* START Exercise materials *

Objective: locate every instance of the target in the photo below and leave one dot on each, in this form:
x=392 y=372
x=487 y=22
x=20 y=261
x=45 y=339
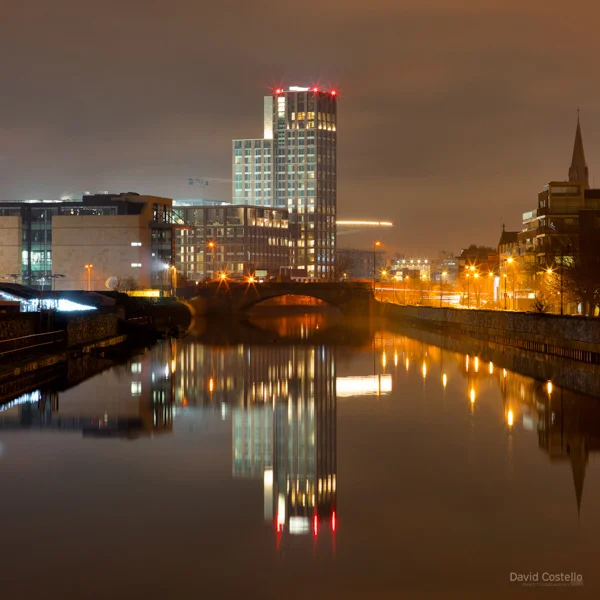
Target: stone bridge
x=234 y=298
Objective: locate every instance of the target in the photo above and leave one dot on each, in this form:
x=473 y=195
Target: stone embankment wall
x=88 y=327
x=18 y=325
x=576 y=338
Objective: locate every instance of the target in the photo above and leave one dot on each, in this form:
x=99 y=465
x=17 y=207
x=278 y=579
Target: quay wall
x=575 y=338
x=17 y=325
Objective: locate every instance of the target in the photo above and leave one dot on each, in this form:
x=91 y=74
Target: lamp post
x=376 y=244
x=213 y=247
x=468 y=291
x=510 y=260
x=383 y=276
x=443 y=274
x=89 y=270
x=173 y=280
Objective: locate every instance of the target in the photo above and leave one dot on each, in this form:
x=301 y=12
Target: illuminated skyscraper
x=294 y=166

* END Exercise materials *

**Problem details**
Could you copy every row above word for word, leaving the pictures out of your answer?

**Exercise output**
Objective: locate every instance of the target in the photo below and leave one dot on each, in this form:
x=392 y=372
x=487 y=22
x=20 y=261
x=45 y=339
Target: stone bridge
x=234 y=298
Objective: locate every instance of the target in the photo above and leave one dot on each, in this form:
x=473 y=195
Target: stone embankment wall
x=88 y=327
x=18 y=325
x=576 y=338
Objective: locate every instance of the target in the photo above and leave one dot on each, in this form:
x=99 y=465
x=17 y=207
x=278 y=579
Target: quay wall
x=575 y=338
x=17 y=325
Objective: locate every instance of the target in the photo above and leave one dot on each, in this form:
x=91 y=74
Target: lamp post
x=376 y=244
x=213 y=247
x=468 y=291
x=510 y=260
x=383 y=276
x=443 y=274
x=89 y=270
x=173 y=280
Objective: locate every instance of the target in the photo above and leave one dot on each, in this form:
x=301 y=12
Target: illuminated skyscraper
x=294 y=166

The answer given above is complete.